• _What is required_
Reproduce each of the following records word for word, without changing anything.

[Stored rows start]

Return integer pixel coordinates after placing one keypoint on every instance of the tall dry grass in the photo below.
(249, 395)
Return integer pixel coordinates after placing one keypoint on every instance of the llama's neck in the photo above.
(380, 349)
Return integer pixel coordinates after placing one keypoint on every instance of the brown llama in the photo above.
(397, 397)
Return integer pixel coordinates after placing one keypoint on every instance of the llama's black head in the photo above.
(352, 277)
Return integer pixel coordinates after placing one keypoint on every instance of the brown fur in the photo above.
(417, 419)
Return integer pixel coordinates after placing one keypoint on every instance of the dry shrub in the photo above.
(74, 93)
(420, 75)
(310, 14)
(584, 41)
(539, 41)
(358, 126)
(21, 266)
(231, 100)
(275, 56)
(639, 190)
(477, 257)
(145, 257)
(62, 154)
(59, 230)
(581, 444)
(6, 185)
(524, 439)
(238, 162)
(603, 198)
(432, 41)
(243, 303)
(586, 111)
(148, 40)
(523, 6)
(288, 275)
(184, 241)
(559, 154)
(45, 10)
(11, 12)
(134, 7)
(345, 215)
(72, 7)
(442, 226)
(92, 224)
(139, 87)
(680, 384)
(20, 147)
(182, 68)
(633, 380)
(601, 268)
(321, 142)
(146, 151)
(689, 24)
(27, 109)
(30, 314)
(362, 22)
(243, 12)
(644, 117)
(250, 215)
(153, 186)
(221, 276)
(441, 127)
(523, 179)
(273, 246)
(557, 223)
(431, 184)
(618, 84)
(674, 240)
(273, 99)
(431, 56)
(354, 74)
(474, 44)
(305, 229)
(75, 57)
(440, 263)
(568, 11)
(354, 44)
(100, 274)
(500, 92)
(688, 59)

[Stored rows end]

• _Exercise result_
Return integer pixel coordinates after placing one keypoint on every instance of the tall dry grass in the photo below.
(249, 395)
Return integer pixel coordinates after placing one keypoint on every instance of the llama's neck in the photo above.
(380, 349)
Return integer pixel coordinates after placing one keypoint on every instance of the brown llama in the photo above.
(397, 397)
Return integer pixel coordinates after placing one keypoint on every instance of the llama's black head in the photo above.
(352, 277)
Return integer pixel coordinates after placing one keypoint on every instance of the brown fur in the photo above.
(417, 419)
Return integer pixel coordinates after placing one keypoint on every instance of the dry shrub in the photo above.
(74, 93)
(420, 75)
(310, 14)
(584, 41)
(539, 41)
(358, 126)
(21, 266)
(231, 100)
(275, 56)
(639, 190)
(477, 257)
(145, 257)
(62, 154)
(59, 230)
(581, 444)
(6, 185)
(524, 439)
(238, 162)
(603, 198)
(432, 41)
(243, 303)
(586, 111)
(148, 40)
(523, 6)
(288, 275)
(184, 241)
(559, 154)
(45, 10)
(11, 12)
(134, 7)
(345, 215)
(72, 7)
(442, 226)
(92, 224)
(139, 87)
(680, 384)
(20, 147)
(182, 68)
(633, 380)
(601, 268)
(321, 142)
(146, 151)
(689, 24)
(27, 109)
(30, 314)
(362, 22)
(243, 12)
(644, 117)
(250, 215)
(153, 186)
(221, 276)
(441, 127)
(523, 179)
(273, 246)
(557, 223)
(431, 184)
(618, 84)
(674, 240)
(273, 99)
(431, 56)
(354, 74)
(474, 44)
(305, 229)
(75, 57)
(440, 263)
(568, 11)
(354, 44)
(100, 274)
(500, 92)
(688, 59)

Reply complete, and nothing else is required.